→ Text provided:
Terraform workspaces allow you to manage multiple distinct sets of infrastructure resources using the same configuration. Each workspace has its own state file, enabling you to maintain separate environments like development, staging, and production.

What They Do

Workspaces provide:
  • Isolated state files for each environment
  • Same configuration used across multiple deployments
  • Easy switching between environments
  • Separate resource instances per workspace
  • Built-in environment management without additional tooling

When to Use Them

Use workspaces when you want to:
  • Deploy the same infrastructure configuration to multiple environments
  • Test changes in a development workspace before promoting to production
  • Maintain separate state for each team member’s development environment
  • Create temporary environments for testing or feature development
  • Manage multiple regions or accounts with similar infrastructure
Note: For significantly different environments, separate Terraform configurations may be more appropriate than workspaces.

Workspace Basics

Default Workspace

Every Terraform configuration starts with a workspace named default:
terraform workspace show
# Output: default
The default workspace cannot be deleted.

Current Workspace

Check which workspace you’re currently using:
terraform workspace show
# Output: production

Working with Workspaces

List Workspaces

1

List all workspaces

View all available workspaces:
terraform workspace list
Example output:
  default
* development
  staging
  production
The * indicates the currently selected workspace.

Create a New Workspace

1

Create a workspace

Create and switch to a new workspace:
terraform workspace new development
Example output:
Created and switched to workspace "development"!

You're now on a new, empty workspace. Workspaces isolate their state,
so if you run "terraform plan" Terraform will not see any existing state
for this configuration.
2

Initialize if needed

If this is a new workspace, you may need to run init:
terraform init
3

Apply configuration

Deploy infrastructure in the new workspace:
terraform apply
Resources are created with the workspace-specific state file.

Create Workspace from Existing State

Create a workspace and populate it with an existing state file:
terraform workspace new staging -state=terraform.tfstate.staging
Example output:
Created and switched to workspace "staging"!

Switch Between Workspaces

1

Select a workspace

Switch to an existing workspace:
terraform workspace select production
Example output:
Switched to workspace "production".

→ Supplied information:
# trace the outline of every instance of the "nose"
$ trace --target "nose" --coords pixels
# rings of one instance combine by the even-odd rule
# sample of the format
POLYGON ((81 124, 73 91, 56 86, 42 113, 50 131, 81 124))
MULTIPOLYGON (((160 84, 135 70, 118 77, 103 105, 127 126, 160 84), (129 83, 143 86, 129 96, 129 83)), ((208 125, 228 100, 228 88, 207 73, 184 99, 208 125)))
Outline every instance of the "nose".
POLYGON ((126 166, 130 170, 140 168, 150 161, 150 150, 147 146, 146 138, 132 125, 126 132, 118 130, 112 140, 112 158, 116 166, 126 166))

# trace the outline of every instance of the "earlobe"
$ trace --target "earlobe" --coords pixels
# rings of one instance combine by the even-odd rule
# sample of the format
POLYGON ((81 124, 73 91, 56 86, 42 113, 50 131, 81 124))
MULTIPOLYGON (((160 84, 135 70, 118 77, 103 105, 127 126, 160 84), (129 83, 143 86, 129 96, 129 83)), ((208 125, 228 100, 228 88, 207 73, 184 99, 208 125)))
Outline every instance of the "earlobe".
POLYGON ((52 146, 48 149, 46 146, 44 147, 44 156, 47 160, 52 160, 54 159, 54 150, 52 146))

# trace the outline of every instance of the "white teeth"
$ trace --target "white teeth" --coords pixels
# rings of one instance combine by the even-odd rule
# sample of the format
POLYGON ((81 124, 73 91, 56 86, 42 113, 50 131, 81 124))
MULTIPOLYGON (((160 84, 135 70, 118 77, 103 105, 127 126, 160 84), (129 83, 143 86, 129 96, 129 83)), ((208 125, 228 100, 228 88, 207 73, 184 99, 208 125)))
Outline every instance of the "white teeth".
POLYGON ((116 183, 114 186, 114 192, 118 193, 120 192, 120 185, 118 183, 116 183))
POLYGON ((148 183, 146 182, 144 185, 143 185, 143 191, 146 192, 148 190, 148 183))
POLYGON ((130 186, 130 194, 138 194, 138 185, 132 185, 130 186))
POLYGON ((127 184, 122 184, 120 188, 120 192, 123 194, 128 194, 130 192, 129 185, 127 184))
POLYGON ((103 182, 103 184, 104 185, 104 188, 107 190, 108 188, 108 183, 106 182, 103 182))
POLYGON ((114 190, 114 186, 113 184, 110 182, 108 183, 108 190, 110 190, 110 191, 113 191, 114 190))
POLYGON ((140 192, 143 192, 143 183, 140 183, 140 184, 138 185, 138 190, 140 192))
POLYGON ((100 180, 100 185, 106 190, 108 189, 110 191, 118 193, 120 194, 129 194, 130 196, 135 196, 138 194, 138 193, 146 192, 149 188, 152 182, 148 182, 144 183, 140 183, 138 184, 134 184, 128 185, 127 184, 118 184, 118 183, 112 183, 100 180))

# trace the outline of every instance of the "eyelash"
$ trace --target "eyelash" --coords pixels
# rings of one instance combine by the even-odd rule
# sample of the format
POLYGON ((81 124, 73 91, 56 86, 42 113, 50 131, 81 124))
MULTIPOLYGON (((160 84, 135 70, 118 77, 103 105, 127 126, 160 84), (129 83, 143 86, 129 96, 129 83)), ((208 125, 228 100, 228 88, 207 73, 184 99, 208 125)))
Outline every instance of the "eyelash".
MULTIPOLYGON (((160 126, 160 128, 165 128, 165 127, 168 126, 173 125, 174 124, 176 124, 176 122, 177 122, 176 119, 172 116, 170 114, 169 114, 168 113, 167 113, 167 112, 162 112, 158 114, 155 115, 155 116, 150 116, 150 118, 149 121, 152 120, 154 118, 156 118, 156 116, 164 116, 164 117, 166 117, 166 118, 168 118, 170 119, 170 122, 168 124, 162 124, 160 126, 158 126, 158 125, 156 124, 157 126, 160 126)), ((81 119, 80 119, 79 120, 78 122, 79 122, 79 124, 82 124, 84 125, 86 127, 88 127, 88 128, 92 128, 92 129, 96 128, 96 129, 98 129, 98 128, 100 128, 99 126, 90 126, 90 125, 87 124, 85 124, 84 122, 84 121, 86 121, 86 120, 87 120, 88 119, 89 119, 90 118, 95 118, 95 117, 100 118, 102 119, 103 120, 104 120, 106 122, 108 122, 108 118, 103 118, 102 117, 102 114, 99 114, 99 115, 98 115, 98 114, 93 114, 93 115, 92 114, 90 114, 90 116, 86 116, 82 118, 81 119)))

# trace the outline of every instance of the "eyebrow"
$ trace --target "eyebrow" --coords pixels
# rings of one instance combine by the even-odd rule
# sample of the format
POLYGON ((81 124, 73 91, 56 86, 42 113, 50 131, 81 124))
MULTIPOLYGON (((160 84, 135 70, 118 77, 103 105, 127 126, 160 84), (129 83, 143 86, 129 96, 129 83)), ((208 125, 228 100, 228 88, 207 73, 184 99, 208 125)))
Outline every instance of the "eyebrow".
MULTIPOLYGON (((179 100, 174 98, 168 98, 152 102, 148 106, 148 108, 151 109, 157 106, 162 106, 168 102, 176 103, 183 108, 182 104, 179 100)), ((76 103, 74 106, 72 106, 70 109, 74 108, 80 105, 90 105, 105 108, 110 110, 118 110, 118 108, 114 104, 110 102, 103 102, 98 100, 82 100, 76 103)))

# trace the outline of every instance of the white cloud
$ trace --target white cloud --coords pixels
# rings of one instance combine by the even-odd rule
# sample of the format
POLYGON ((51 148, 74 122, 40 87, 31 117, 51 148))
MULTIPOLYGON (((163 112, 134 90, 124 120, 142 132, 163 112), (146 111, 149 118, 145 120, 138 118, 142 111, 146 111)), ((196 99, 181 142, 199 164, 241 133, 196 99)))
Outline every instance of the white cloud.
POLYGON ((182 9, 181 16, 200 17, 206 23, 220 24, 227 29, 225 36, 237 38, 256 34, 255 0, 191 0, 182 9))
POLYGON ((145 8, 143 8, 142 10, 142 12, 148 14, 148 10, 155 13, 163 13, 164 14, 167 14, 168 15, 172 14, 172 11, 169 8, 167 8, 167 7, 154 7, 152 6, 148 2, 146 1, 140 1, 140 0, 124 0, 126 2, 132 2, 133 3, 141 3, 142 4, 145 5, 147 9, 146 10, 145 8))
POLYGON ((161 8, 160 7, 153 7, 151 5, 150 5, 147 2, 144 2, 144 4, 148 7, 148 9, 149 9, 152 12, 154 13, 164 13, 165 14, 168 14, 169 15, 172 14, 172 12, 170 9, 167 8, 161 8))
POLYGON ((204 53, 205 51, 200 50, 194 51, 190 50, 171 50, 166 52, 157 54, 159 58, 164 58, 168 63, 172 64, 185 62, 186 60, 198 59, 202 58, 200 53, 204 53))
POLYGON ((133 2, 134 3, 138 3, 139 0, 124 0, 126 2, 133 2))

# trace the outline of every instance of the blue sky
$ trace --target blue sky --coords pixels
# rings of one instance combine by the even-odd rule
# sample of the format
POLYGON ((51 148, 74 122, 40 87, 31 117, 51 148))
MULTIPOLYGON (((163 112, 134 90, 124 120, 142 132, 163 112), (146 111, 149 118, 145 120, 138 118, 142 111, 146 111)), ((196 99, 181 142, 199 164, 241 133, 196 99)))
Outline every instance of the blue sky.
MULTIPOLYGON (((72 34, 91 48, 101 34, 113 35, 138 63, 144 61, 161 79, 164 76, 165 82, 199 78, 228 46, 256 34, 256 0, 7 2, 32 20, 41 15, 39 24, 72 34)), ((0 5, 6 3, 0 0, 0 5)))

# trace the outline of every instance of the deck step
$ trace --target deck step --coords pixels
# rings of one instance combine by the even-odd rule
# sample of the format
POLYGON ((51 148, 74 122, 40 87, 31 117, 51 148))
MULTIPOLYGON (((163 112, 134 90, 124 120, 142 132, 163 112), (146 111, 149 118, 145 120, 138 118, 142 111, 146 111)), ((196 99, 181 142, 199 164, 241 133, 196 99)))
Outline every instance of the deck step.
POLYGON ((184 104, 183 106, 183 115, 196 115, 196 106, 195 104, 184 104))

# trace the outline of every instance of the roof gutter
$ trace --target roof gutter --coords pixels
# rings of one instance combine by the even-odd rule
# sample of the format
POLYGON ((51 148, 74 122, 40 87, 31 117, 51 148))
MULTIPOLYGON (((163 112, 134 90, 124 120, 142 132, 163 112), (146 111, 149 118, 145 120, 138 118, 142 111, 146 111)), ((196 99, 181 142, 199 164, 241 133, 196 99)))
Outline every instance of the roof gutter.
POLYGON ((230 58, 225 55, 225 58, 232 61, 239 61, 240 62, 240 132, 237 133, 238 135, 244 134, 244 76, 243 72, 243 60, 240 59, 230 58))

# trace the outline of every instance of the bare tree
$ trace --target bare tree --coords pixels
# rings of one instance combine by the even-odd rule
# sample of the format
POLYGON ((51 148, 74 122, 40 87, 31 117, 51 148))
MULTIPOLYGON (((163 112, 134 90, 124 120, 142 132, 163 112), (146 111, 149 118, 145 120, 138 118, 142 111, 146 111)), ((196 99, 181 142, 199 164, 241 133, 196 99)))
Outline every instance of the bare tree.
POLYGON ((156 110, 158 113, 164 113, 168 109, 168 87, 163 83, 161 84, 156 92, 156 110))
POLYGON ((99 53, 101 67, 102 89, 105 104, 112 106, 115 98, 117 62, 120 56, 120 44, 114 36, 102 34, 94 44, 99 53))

→ Set exercise A: In the Terraform workspaces text, which workspace can never be deleted?
→ Set exercise B: From the records, output the lines starting with the one that contains "# trace the outline of every instance of the blue" and continuing through the one that contains "Outline every instance of the blue sky.", with both of those lines included.
The Terraform workspaces text and the records are unrelated to each other.

→ Final result A: The default workspace cannot be deleted.

→ Final result B:
# trace the outline of every instance of the blue sky
$ trace --target blue sky --coords pixels
# rings of one instance combine by the even-odd rule
# sample of the format
POLYGON ((51 148, 74 122, 40 87, 31 117, 51 148))
MULTIPOLYGON (((163 112, 134 90, 124 120, 142 132, 163 112), (146 111, 149 118, 145 120, 138 118, 142 111, 146 111)), ((196 99, 181 142, 199 164, 241 133, 196 99)))
Outline every instance of the blue sky.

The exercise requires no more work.